REQUIREMENTS :: Copy out all the entries exactly.

>> BEGIN INPUT FOR THIS TASK

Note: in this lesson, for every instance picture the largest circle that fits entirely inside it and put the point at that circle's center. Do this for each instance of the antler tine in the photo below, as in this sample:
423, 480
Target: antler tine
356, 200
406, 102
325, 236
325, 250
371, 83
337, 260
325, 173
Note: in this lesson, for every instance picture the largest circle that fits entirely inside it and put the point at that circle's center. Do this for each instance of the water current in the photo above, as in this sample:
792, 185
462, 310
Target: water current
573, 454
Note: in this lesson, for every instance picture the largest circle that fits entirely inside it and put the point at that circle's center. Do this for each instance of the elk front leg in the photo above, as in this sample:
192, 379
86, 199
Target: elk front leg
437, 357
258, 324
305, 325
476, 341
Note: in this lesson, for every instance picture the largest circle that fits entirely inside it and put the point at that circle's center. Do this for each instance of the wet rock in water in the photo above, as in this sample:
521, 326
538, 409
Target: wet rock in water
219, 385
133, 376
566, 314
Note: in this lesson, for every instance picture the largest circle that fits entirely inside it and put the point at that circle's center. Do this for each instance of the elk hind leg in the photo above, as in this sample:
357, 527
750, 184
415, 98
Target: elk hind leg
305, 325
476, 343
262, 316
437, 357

>> END INPUT FOR THIS TASK

CORRECT RESULT ::
Note: in this lesson, for every instance picture the largest circle that fits entirely inside it and put the point at that circle's center. Do this for each instance of the antler tine in the photo below, as in this sample:
423, 480
Target: antler tine
356, 200
406, 102
325, 236
325, 250
371, 83
337, 260
325, 173
Note: in this lesson, for every instance picture the largest circle that fits entirely inside it and put the point at that circle's center. Do this for each instance of the water current in the photo above, as in this sample:
792, 185
462, 310
Target: water current
573, 454
Note: in this lesson, for every instance picture the largest circle that fits entirely inside it and put the point at that circle's center. Do this for each instance of the elk front leg in the photo above, as in this sample:
192, 379
86, 199
Target: elk front leg
437, 357
258, 324
305, 325
476, 341
Note: in this lesson, for every instance picture the largest circle that fits entirely inside it and put the point at that circle's center. Do this for each instance of the wet rock in water in the photo above, as in this sample:
521, 326
538, 409
Target: wet rock in water
219, 385
133, 376
566, 314
Note: in this lesson, for every instance picture the largest circle that fits entirely inside it and put the point at that circle's center. Do this for each instance of the elk hind leg in the photo above, as in this sample:
357, 527
750, 184
415, 98
Target: elk hind leg
305, 325
476, 343
262, 316
437, 357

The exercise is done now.